[Data excerpts]
==================================================
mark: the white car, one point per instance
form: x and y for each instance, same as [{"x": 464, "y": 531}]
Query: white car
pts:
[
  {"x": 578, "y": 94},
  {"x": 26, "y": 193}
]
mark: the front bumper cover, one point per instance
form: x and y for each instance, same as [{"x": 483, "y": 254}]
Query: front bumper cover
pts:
==================================================
* Task details: The data above must be returned in full, exactly as written.

* Answer to the exercise:
mark: the white car, one point per instance
form: x and y for each instance, same as [{"x": 464, "y": 531}]
Query: white car
pts:
[
  {"x": 578, "y": 94},
  {"x": 26, "y": 193}
]
mark: the front bumper cover, one point per instance
form: x and y for each instance, same as [{"x": 483, "y": 254}]
Query: front bumper cover
pts:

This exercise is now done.